### [SELECTED EXCERPT]

Posted by manowar on December 11, 2001, at 17:43:35
In reply to Re: Microcurrent stimulation? » susan C, posted by manowar on December 11, 2001, at 10:30:26
I'm surprised that nobody except for Susan has anything to say about this. I've read tons of literature on Microcurrent Stimulation, and it seems like a very good technology. Here's a link to some of the studies that I looked at:
Quite frankly, I'm pretty impressed. There are some double blind studies mixed in with some case studies.
I think I might buy myself one for Christmas. If the damn thing works, it'll be the best Christmas present that I ever got. Even if it’s only partially effective, I think for the price, it would be well worth it.
This is the one study that impressed me the most. It measured subject’s catechalomine concentration in their urine before and after treatment. ---
>Briones, David F. and Rosenthal, Saul H. Changes in urinary free catecholamine and 17ketosteroids with cerebral electrotherapy (electrosleep). Diseases of the Nervous System. 34:57-58, 1973.

### [THE DATA]
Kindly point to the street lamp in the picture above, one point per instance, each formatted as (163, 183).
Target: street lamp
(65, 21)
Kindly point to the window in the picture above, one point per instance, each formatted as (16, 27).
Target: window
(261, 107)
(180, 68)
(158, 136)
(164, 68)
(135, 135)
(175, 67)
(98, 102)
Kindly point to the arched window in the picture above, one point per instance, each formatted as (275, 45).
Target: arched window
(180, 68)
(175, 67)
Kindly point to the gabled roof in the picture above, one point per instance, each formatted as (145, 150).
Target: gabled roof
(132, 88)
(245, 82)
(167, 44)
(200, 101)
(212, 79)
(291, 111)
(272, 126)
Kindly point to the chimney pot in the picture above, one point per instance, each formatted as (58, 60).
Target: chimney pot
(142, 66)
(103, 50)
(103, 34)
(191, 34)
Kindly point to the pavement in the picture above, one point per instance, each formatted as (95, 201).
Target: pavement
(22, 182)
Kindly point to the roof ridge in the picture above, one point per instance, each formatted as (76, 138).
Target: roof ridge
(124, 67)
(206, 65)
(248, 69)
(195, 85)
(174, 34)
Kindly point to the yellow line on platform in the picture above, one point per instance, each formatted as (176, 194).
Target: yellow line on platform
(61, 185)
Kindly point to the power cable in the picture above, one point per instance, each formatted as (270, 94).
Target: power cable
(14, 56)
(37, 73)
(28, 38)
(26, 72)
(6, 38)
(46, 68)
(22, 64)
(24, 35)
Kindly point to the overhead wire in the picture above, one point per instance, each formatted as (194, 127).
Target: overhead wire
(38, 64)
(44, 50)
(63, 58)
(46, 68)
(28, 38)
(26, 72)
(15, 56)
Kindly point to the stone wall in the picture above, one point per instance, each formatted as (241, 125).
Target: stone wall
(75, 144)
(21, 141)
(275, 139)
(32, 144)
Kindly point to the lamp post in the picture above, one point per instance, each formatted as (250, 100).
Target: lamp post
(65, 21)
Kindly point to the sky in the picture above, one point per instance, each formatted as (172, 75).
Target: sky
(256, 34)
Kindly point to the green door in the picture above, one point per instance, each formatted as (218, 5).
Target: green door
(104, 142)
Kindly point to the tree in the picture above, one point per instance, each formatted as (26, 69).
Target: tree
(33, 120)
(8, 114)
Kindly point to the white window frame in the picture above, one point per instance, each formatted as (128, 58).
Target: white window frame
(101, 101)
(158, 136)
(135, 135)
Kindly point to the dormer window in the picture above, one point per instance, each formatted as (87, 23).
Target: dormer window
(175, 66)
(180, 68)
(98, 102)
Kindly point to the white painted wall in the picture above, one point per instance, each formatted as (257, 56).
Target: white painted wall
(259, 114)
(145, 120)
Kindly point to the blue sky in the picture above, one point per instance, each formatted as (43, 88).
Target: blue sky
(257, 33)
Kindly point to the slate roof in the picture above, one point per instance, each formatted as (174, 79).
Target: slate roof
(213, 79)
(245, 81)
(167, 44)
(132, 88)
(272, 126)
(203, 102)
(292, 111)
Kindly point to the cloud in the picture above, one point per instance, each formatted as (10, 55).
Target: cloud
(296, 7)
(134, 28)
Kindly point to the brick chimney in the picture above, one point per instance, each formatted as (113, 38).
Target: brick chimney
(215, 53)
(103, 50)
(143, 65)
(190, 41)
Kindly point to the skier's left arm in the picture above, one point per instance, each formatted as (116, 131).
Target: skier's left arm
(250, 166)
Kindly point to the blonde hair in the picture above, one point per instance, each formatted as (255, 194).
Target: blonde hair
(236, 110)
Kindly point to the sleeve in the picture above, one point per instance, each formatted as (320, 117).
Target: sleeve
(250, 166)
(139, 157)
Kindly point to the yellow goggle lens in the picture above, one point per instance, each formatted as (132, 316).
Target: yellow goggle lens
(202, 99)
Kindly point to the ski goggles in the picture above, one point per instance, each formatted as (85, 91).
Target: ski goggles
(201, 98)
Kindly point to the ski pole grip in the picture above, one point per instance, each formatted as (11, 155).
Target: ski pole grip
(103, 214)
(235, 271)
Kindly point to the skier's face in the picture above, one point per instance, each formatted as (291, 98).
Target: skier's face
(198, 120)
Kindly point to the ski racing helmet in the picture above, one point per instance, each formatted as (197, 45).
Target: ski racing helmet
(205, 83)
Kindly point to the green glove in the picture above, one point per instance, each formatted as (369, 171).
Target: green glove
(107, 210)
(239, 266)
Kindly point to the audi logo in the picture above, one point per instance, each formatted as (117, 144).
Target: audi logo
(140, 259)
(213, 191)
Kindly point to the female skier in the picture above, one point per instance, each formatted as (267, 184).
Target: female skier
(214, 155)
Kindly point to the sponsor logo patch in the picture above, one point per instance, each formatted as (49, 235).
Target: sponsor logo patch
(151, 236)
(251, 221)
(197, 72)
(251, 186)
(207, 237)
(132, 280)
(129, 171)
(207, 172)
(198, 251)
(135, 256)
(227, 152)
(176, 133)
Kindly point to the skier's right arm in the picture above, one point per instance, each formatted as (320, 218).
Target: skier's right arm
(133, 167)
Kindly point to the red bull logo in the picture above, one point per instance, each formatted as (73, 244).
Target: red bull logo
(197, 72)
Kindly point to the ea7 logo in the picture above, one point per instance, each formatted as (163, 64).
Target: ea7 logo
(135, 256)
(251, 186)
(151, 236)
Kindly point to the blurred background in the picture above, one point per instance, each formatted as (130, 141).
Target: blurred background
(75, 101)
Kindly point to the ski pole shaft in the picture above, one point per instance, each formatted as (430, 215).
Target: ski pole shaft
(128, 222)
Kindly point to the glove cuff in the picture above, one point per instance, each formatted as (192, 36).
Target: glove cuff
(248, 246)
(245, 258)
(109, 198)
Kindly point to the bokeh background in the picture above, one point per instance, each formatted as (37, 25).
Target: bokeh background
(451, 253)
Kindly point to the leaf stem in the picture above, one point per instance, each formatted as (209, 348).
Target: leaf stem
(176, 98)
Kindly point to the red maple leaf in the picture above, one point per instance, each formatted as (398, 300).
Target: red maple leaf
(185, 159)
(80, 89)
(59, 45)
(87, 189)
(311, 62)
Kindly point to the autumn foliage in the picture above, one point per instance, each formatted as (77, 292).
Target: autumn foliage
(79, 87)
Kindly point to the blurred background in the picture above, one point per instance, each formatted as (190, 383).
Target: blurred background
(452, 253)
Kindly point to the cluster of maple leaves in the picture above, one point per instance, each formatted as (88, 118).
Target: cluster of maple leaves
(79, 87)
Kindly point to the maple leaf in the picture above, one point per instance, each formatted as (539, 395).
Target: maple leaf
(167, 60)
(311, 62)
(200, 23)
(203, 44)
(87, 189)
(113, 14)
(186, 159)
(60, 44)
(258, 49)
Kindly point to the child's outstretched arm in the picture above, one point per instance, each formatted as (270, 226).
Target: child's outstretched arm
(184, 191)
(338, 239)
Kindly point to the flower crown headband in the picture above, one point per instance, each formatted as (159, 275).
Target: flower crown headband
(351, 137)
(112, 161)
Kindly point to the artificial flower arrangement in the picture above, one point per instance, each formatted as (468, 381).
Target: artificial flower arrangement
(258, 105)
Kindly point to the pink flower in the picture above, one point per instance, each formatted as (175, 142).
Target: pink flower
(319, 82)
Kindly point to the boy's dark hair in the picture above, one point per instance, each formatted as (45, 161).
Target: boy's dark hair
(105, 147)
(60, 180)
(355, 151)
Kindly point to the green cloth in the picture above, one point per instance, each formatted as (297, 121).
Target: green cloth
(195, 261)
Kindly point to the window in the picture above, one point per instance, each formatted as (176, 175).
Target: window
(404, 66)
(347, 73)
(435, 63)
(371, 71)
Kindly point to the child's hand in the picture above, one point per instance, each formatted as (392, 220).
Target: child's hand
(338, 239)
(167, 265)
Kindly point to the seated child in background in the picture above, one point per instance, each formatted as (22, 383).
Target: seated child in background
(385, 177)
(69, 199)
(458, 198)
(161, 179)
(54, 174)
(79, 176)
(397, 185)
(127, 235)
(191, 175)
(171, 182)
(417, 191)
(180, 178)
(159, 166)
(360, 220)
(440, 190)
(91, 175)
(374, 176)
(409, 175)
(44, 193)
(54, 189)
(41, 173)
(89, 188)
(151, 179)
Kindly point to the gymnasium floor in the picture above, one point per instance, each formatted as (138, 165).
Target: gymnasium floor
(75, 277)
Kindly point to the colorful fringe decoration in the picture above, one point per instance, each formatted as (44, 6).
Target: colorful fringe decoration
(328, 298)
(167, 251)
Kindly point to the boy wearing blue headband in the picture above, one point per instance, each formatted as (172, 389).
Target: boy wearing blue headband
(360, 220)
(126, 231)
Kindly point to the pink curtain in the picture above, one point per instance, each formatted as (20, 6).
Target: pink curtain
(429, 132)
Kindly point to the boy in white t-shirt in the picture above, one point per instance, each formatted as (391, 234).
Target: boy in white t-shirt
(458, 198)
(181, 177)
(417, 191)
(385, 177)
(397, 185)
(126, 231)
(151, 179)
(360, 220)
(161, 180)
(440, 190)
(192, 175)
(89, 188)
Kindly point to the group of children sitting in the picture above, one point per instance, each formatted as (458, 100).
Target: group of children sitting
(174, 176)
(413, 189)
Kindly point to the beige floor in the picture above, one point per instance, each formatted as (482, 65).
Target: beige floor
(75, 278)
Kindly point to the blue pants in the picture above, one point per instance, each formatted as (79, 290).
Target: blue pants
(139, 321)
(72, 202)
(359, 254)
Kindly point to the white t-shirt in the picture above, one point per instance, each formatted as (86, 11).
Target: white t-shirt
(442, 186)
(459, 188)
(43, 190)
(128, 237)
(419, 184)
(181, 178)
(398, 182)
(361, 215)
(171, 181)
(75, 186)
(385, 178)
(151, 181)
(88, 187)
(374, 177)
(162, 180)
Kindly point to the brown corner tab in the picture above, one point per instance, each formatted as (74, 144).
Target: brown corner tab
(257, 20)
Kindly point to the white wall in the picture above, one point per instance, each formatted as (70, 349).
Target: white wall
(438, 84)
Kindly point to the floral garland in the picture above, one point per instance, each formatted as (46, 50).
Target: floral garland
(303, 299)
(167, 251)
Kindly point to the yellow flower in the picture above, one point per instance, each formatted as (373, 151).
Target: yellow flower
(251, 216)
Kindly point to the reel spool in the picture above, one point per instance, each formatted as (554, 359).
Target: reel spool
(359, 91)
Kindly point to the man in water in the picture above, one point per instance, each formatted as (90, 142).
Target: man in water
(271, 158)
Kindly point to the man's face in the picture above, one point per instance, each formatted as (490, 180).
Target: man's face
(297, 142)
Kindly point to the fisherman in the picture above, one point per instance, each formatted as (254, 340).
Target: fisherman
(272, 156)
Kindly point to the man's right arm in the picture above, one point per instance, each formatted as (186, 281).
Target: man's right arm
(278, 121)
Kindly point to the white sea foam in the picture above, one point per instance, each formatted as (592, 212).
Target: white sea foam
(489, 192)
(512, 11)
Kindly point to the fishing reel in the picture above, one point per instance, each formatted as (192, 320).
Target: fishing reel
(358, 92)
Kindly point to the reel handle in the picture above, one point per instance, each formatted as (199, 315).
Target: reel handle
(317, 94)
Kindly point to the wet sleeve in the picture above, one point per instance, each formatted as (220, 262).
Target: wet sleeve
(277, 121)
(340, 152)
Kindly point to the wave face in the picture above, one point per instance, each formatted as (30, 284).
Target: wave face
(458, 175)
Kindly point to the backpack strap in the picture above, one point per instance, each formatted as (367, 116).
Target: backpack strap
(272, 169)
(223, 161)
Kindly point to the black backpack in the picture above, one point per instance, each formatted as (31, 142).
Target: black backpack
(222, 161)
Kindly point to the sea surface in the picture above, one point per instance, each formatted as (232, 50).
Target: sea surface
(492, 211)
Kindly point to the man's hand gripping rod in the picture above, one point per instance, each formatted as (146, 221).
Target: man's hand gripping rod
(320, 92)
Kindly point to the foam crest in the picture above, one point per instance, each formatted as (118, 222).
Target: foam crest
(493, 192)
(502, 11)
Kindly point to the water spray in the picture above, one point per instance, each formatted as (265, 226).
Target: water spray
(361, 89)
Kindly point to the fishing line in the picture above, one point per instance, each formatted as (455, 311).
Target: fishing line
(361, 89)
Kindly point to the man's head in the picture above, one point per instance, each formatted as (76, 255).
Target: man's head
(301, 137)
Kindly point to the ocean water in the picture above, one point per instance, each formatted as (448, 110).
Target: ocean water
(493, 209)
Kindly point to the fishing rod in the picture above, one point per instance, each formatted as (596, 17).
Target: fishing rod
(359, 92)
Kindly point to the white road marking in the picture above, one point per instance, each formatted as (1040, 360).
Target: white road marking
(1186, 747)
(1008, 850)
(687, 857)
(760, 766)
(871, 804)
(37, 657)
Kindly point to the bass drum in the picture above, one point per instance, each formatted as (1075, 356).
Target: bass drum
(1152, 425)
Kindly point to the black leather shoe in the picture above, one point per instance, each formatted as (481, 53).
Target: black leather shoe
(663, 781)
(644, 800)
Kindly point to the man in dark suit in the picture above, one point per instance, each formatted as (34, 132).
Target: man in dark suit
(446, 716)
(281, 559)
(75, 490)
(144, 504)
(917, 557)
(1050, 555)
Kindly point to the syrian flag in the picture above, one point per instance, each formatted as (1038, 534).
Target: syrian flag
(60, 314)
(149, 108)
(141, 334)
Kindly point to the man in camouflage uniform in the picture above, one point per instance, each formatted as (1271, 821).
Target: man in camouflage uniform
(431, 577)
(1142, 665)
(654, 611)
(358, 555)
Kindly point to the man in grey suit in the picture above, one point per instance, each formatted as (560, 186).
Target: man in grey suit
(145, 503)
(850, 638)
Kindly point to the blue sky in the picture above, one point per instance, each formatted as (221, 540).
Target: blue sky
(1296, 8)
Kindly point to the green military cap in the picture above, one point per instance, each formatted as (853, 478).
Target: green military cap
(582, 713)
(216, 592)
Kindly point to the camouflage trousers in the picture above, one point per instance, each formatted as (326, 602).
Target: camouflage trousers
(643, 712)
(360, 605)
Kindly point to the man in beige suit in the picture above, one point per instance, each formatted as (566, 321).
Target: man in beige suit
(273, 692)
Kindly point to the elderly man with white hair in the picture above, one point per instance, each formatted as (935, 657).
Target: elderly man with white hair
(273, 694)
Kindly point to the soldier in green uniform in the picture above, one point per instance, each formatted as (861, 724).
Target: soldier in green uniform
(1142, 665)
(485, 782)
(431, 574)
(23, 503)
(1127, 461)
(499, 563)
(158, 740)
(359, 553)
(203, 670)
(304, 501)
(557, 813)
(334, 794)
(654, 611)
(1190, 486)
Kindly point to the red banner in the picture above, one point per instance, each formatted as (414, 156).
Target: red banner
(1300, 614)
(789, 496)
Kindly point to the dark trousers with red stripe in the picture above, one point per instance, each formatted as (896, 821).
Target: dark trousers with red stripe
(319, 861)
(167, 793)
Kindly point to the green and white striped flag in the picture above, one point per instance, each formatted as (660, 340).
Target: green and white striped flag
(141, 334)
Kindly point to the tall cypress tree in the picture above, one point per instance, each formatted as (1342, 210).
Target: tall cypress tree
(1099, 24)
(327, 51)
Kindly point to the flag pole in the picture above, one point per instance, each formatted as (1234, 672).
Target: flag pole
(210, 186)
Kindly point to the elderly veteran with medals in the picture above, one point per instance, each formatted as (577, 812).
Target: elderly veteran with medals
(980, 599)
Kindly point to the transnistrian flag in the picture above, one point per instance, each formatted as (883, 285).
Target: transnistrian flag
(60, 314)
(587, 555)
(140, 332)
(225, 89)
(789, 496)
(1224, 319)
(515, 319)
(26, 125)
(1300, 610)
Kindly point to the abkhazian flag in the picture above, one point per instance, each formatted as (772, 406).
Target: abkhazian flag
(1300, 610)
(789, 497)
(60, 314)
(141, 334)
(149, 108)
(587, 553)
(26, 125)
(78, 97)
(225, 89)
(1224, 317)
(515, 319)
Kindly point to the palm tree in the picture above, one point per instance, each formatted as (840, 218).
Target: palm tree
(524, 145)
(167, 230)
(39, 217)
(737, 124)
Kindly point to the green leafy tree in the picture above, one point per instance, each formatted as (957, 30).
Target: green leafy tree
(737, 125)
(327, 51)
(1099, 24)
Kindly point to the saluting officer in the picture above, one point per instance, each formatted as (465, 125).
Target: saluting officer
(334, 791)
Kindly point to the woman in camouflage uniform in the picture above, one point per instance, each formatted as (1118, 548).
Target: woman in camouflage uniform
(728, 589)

### [WHAT TO DO]
1. In the forum post about microcurrent stimulation, what kinds of studies does the writer say are mixed together?
2. Continue the forum post about microcurrent stimulation, starting right after the citation it ends with.

### [OUTPUTS IN ORDER]
1. Some double blind studies mixed in with some case studies.

2.
>Device: 100 Hz, 1 mS, positive pulses, cathodes over orbits, anodes over mastoids
>7 male pts from 22 to 37 years old were given 30 min. of CES for 5 days. 4 were "normal" volunteers and 3 were hospitalized psychiatric pts with neurotic anxiety and depression. 1 alcoholic was dropped because his pre-treatment reading was far outside the range of normal of the other pts. Total free catecholamines were measured by bio-rad column (normal is 0 - 115 microgram per 24 hours) prior to and after 5 CES treatments. Pre and Posttesting means revealed a 23.9 to 47.4 microgram increase in 24 hour urinary free catecholamine across all patients, with the greatest rise in 2 anxiety pts and 1 volunteer who was slightly symptomatic. The average gain in 24 hour urinary 17 ketosteroids was 6.9 mgs, pretreatment mean was 18.5 and post treatment was 25.4 (normal is 10 to 24 mgs per 24 hours). 2 pts had insignificantly reduced levels. The authors suggested that these findings probably reflected change at the hypothalamic or pituitary level in the brain. No side effects were reported.
The lady I talked with yesterday told me that the VA in Seattle uses the devices for all kinds of problems. The side effect profile is the most benign side effect profile that I've ever seen. I would have to get a prescription from my pdoc to get one, but that shouldn't be a problem. Outside the U.S., you can buy one off the shelf.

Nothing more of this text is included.